:: MATERIAL SUPPLIED ::
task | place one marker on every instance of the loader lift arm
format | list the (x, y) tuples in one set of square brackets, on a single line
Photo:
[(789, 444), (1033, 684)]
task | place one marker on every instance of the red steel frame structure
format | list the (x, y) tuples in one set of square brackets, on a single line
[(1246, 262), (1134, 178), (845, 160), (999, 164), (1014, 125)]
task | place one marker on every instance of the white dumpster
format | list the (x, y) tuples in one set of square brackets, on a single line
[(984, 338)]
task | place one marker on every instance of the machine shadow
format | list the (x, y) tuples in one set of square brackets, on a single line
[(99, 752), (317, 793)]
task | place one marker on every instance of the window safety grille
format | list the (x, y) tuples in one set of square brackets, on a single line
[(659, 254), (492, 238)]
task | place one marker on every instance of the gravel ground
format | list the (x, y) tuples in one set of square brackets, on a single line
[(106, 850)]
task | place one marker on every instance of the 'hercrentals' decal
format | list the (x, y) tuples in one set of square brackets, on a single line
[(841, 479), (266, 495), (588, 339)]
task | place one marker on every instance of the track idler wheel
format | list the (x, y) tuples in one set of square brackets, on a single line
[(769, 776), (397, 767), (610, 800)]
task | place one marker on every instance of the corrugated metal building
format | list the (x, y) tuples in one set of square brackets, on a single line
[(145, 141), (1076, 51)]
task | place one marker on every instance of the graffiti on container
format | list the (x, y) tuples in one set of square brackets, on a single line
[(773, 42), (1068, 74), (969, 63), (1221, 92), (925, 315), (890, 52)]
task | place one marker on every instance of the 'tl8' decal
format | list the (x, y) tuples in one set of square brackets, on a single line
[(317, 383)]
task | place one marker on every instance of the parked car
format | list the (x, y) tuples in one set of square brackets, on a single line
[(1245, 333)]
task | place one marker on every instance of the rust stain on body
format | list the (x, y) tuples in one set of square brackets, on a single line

:: WHAT IS ASKED ::
Print the line containing "task | place one marker on every instance of the red" and every line after it to the end of the records above, exactly as written, and nothing else.

:: OUTPUT OF THE EXERCISE ::
task | place one marker on every instance of the red steel frame structure
format | list the (x, y) tuples in one set of square brackets, on a single line
[(1246, 262), (1134, 178), (845, 160), (999, 164), (1014, 125)]
task | place one marker on every instance of the white dumpster
format | list the (x, y) tuples in one set of square brackets, on a single line
[(984, 338)]
task | place one marker on every instance of the machine shadow
format | list the (x, y) tuples in one set of square brackets, on a single line
[(99, 752), (317, 793)]
task | place one marker on every instance of the window safety grille
format | list the (x, y) tuples in one set of square brackets, on a single line
[(659, 254), (492, 238)]
task | place one marker on every instance of the gravel ground
format | list the (x, y) tuples in one set of square brackets, on a single line
[(106, 850)]
task | place one marker on every instance of the 'hercrentals' decal
format | list the (x, y) tuples in one set of square brackets, on a single line
[(841, 479), (266, 495), (588, 339)]
task | place one marker on every instance of the track idler wheel
format | list the (x, y) tuples in one set of square brackets, on a single line
[(769, 776), (397, 767), (610, 800)]
task | place one marker on every instance of the corrugated metal building
format | list the (x, y) tuples in one set of square brackets, on a single line
[(145, 141), (1076, 51)]
task | place one marker on every instance of the graffiti on container
format | list the (x, y) tuples in one set of square brackets, on a single line
[(773, 42), (1068, 74), (969, 63), (1221, 92), (925, 315), (890, 52)]
task | place one marker on every instance of the 'tl8' decal
format | list the (x, y) tuples in one set of square brackets, on a single line
[(317, 383)]
task | place one marker on every instance of the parked car
format | list the (x, y) tuples in one set of square brackets, on a single line
[(1245, 333)]
task | place one marker on every instance of the rust stain on body
format | list the (x, y) tuples in one set of square brackets, on a single line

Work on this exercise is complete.